Problem »
Within the data, how many lines hold the word "concrete"? Answer with nothing but the number.

Records »
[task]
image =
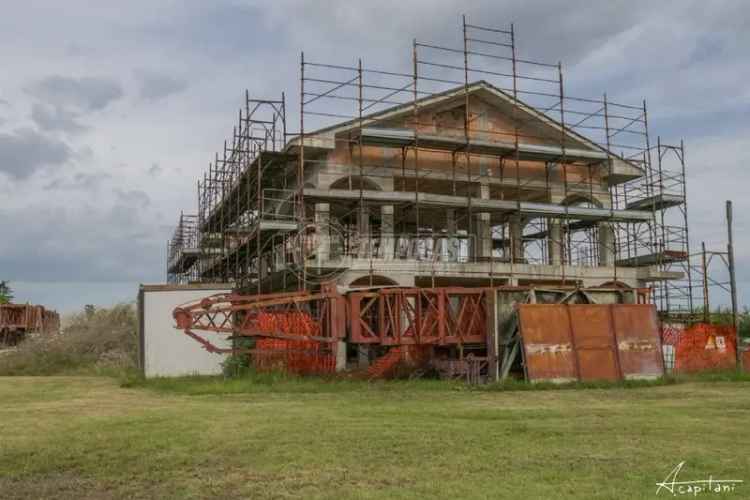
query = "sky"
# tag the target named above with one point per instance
(110, 111)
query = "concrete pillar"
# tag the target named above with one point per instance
(516, 237)
(387, 238)
(606, 244)
(363, 232)
(482, 236)
(322, 220)
(451, 251)
(363, 355)
(555, 242)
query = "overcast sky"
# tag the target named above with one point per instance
(109, 111)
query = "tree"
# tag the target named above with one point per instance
(6, 294)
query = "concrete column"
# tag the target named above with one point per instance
(482, 236)
(516, 236)
(451, 251)
(606, 244)
(322, 220)
(363, 232)
(363, 355)
(387, 238)
(554, 241)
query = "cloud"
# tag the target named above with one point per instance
(25, 151)
(155, 86)
(84, 94)
(133, 197)
(79, 181)
(155, 170)
(56, 118)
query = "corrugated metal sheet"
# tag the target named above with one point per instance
(587, 342)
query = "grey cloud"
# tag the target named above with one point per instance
(86, 243)
(154, 170)
(56, 118)
(79, 181)
(155, 86)
(132, 198)
(85, 93)
(25, 151)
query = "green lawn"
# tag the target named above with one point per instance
(77, 437)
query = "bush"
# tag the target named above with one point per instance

Exercise solution »
2